- _REQUIREMENT_: Copy out, unchanged, everything from the start of the listing below down to the line that contains "[7,9,79,71]", including that line.

- _GIVEN ENTRIES_:

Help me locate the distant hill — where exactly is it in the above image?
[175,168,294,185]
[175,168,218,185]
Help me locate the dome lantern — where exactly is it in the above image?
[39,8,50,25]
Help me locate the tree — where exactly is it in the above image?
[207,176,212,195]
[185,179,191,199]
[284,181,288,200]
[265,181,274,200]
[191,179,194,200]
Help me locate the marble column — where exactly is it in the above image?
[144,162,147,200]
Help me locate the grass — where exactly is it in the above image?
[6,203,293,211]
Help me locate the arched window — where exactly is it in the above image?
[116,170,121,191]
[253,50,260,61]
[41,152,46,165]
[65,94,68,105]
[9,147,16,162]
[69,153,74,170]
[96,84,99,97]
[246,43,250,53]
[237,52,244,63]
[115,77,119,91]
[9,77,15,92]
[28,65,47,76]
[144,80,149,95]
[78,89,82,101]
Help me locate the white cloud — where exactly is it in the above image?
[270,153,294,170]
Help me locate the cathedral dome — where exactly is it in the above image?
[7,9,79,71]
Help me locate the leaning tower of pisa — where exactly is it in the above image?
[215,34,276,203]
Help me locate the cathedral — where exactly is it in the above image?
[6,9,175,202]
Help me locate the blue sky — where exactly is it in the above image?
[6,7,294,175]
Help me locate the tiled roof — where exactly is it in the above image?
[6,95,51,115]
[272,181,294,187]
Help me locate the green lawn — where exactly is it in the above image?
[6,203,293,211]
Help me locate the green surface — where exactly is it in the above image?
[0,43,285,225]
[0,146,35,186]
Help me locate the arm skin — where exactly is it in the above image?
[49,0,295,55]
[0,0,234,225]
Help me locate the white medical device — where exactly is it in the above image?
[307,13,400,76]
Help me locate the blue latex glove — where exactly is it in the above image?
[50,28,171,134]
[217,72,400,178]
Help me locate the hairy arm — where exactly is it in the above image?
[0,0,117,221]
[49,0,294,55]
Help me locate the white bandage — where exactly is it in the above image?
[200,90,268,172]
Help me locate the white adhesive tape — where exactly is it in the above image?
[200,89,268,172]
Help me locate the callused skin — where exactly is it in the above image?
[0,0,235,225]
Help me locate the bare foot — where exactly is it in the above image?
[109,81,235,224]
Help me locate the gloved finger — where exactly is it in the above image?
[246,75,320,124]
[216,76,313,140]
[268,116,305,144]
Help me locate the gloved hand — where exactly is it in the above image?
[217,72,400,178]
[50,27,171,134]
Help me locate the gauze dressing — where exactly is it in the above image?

- _EXERCISE ANSWER_:
Help me locate the distant hill — where exactly is it in the above image?
[175,168,294,185]
[175,168,218,185]
Help me locate the dome lantern — where exactly is it in the above image?
[39,8,50,25]
Help me locate the tree — where exactly is it in the above image?
[207,176,212,195]
[185,179,191,199]
[284,181,288,200]
[265,181,274,200]
[191,179,194,200]
Help me locate the marble column — where exactly is it in the above image?
[144,162,147,200]
Help me locate the grass — where exactly is it in the above image?
[6,203,293,211]
Help me locate the arched window — where exactly is it in the above image?
[116,170,121,191]
[253,50,260,61]
[41,152,46,165]
[65,94,68,105]
[9,147,16,162]
[69,153,74,170]
[96,84,99,97]
[246,43,250,53]
[237,52,244,63]
[115,77,119,91]
[9,77,15,92]
[28,65,47,76]
[144,80,149,95]
[78,89,82,101]
Help me locate the white cloud — where exactly is it in the above image?
[270,153,294,170]
Help me locate the cathedral dome — where exactly is it in the above image?
[7,9,79,71]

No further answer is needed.